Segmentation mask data
□ □ □ □ □
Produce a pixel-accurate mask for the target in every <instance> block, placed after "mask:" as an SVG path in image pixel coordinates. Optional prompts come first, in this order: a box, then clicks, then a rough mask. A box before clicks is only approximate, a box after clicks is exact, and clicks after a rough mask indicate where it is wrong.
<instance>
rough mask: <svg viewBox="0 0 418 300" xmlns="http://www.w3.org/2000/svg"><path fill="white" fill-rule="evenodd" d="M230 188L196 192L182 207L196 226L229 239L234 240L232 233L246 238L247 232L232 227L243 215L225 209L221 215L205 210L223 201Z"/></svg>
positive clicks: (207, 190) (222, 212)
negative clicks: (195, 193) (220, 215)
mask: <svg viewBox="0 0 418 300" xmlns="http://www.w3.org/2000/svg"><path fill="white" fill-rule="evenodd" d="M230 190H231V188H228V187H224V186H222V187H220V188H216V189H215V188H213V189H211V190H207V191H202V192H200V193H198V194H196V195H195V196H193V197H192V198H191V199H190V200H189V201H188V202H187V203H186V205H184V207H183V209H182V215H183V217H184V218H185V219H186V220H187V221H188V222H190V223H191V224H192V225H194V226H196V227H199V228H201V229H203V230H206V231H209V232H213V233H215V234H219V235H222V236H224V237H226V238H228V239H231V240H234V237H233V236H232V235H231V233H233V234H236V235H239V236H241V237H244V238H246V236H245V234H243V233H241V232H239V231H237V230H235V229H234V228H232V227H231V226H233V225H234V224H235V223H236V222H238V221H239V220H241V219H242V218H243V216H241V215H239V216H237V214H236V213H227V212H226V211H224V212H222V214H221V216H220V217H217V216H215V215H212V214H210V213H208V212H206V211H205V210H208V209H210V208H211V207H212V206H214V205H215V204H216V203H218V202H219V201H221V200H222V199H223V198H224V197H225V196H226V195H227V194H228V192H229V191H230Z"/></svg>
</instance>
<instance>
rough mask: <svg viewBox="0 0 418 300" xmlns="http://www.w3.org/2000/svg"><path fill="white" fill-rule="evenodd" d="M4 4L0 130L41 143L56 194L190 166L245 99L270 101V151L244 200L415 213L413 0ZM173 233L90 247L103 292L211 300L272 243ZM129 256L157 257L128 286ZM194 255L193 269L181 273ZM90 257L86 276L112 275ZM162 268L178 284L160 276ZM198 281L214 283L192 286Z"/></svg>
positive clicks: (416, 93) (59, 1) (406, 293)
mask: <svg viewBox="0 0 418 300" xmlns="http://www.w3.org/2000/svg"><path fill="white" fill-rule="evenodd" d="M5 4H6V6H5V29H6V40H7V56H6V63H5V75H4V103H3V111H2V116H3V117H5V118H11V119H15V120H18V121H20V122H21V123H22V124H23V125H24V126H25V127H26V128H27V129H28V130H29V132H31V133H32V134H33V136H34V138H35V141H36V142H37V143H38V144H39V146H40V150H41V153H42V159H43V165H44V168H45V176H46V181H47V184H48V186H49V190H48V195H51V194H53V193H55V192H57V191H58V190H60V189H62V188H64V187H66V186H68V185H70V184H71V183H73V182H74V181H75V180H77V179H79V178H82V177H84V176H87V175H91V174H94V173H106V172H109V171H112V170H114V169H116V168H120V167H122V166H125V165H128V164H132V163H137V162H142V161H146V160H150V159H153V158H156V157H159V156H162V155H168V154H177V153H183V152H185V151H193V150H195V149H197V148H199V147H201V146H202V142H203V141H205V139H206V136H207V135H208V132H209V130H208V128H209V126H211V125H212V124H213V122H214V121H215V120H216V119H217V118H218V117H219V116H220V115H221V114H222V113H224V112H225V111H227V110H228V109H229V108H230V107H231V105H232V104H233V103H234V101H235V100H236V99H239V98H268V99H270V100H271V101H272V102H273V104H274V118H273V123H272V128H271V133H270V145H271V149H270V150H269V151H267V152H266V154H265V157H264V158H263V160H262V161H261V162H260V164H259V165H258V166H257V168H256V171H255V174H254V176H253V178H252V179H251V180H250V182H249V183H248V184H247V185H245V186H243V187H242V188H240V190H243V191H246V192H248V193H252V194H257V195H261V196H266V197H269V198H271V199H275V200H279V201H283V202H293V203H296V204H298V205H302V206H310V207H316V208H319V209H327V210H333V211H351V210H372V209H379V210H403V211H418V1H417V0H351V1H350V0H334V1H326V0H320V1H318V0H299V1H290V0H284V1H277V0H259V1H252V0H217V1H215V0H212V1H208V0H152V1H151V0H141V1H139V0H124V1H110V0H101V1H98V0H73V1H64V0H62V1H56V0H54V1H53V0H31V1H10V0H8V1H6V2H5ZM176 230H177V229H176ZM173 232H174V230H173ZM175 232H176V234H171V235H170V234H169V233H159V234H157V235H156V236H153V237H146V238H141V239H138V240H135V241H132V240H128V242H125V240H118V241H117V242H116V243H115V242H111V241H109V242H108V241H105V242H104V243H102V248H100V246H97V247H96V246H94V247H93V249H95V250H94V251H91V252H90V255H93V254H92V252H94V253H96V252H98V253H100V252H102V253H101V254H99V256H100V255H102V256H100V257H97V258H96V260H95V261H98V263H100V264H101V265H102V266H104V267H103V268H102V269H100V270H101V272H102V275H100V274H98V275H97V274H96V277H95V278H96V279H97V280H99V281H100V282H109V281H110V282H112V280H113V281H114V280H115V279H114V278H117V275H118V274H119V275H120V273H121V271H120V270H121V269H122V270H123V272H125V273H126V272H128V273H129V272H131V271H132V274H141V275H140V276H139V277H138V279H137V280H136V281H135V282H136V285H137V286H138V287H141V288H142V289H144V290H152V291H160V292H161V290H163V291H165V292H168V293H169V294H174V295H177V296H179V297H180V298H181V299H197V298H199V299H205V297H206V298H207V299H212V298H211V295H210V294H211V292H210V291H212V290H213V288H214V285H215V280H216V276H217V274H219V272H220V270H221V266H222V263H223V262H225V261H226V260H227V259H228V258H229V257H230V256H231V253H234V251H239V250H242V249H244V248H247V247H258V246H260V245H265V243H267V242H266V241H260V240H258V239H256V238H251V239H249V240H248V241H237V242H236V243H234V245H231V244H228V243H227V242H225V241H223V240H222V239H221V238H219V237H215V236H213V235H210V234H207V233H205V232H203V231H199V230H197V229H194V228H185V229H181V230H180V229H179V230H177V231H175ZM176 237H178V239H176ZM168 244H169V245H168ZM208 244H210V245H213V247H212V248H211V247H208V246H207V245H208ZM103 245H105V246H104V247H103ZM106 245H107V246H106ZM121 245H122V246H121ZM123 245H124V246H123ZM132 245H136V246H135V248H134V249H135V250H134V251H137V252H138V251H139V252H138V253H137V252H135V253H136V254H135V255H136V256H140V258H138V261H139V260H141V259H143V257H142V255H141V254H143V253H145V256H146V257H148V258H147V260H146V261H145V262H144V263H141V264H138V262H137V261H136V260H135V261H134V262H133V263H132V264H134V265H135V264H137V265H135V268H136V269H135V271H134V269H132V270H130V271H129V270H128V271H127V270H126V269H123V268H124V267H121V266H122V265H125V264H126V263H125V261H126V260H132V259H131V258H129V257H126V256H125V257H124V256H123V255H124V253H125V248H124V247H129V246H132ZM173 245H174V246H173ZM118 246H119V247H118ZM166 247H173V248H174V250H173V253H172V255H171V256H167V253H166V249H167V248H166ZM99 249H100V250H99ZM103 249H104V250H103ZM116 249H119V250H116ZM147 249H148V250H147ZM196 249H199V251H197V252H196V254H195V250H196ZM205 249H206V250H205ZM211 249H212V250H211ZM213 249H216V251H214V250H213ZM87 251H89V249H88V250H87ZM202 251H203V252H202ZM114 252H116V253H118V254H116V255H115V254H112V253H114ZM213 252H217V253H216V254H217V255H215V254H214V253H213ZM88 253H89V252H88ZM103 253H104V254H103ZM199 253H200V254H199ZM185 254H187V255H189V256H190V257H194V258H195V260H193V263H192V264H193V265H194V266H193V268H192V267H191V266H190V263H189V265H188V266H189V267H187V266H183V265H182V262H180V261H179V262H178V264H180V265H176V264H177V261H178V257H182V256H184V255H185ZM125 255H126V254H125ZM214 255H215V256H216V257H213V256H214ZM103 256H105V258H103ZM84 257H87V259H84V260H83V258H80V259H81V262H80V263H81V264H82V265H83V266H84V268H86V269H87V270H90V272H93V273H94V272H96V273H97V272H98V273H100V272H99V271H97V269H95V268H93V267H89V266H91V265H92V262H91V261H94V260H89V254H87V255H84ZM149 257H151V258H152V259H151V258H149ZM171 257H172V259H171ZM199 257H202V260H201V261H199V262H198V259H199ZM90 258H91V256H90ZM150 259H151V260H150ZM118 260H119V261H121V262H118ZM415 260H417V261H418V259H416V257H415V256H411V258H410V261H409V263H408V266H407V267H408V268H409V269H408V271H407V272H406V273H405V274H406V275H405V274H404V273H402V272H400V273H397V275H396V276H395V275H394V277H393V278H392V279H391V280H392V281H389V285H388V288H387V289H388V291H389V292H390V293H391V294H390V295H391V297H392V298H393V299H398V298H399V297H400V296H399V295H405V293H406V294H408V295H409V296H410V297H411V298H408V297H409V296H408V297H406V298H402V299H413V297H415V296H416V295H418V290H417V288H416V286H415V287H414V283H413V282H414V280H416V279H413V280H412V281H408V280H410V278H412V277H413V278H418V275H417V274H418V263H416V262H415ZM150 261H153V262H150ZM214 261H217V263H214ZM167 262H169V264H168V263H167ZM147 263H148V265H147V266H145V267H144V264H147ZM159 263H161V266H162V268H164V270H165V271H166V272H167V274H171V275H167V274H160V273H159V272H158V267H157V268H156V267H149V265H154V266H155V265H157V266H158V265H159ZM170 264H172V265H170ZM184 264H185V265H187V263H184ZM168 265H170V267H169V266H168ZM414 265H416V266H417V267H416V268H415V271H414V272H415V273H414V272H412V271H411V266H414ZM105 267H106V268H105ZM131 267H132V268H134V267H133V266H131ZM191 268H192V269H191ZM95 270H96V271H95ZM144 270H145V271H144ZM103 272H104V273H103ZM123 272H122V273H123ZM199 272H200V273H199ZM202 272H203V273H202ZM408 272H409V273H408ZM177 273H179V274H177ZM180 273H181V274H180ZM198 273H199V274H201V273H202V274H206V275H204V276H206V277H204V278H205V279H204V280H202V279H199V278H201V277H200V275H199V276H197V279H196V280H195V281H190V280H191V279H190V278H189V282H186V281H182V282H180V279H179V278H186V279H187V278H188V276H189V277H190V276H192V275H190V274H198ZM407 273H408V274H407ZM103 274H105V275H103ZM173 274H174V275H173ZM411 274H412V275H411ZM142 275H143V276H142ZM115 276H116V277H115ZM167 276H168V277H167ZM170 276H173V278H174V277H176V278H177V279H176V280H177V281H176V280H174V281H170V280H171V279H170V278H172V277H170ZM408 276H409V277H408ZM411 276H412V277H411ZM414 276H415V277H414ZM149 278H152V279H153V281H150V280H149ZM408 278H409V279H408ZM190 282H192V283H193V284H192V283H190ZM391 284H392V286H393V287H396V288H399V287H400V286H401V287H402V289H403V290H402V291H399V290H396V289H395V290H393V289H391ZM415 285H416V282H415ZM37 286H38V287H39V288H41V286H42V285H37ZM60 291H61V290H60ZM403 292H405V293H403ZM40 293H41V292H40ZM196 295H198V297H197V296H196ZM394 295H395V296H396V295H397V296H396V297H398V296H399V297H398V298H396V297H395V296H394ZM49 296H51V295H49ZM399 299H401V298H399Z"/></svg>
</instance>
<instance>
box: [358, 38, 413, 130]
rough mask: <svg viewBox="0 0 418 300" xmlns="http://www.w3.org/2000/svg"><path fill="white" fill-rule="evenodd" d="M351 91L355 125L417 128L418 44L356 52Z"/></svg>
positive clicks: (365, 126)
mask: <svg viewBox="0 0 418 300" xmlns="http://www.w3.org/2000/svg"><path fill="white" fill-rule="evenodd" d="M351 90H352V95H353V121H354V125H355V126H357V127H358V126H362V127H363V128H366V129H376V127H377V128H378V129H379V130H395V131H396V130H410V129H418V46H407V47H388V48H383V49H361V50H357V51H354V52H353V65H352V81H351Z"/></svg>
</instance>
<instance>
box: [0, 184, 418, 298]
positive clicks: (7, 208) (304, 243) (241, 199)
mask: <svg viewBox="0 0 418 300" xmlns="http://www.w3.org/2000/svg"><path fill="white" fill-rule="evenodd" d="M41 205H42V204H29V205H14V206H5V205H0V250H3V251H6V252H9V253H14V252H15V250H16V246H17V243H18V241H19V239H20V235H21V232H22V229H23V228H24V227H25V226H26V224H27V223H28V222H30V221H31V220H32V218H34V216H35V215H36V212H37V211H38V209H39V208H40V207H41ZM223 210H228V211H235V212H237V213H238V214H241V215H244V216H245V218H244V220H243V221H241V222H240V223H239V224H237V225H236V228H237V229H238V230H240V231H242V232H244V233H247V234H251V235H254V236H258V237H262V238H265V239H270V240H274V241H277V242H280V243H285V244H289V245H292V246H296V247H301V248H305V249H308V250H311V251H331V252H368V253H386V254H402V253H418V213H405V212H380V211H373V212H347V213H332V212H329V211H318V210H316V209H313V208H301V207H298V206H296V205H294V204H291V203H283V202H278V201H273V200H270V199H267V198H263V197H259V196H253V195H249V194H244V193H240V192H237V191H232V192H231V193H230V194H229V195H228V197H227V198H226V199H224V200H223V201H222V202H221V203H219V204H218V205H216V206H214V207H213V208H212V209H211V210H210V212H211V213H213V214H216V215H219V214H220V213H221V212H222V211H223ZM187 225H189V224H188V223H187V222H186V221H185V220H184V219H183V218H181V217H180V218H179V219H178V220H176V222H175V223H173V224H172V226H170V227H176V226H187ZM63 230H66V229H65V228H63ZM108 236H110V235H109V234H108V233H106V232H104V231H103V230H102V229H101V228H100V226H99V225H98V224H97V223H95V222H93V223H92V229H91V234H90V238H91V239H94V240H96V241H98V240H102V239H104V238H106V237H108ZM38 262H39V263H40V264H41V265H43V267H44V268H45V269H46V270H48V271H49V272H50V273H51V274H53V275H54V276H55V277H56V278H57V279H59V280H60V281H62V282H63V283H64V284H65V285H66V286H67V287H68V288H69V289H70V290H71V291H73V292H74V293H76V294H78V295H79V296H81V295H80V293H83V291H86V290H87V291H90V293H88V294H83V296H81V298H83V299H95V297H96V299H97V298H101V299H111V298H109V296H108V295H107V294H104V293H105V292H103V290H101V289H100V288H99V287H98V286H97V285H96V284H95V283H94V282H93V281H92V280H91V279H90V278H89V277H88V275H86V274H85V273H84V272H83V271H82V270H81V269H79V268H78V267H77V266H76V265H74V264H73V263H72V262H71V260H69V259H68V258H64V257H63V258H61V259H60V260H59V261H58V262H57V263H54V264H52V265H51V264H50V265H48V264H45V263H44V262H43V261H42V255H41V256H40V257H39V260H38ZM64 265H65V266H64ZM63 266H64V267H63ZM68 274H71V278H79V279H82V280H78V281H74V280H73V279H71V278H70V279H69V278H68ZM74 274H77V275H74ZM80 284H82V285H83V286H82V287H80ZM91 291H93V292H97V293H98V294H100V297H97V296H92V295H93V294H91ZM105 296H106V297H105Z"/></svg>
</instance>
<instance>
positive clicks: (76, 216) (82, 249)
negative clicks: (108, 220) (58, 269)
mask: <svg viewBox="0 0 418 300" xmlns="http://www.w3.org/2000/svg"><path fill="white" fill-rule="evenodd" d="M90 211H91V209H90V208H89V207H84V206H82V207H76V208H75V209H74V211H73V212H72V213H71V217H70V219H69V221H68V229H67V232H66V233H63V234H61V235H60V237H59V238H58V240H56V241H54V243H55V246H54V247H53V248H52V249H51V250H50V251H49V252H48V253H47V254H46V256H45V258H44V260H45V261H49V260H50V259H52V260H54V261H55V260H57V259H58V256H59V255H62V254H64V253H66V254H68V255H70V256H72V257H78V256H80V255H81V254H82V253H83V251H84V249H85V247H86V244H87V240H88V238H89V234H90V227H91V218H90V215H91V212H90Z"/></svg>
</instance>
□ □ □ □ □
** Assignment **
Repeat the listing word for word, from its very first line through the line that contains "negative clicks: (195, 193) (220, 215)", including that line.

** Result **
Produce a pixel-accurate mask for the target in every <instance> block, placed after "mask:" as an SVG path in image pixel coordinates. Optional prompts come first, in this order: a box, then clicks, then a rough mask. A box before clicks is only approximate, a box after clicks is exact, and clicks after a rough mask indicate where it is wrong.
<instance>
rough mask: <svg viewBox="0 0 418 300" xmlns="http://www.w3.org/2000/svg"><path fill="white" fill-rule="evenodd" d="M230 188L196 192L182 207L196 226L229 239L234 240L232 233L246 238L247 232L232 227L243 215L225 209L221 215L205 210L223 201Z"/></svg>
positive clicks: (207, 190) (222, 212)
negative clicks: (195, 193) (220, 215)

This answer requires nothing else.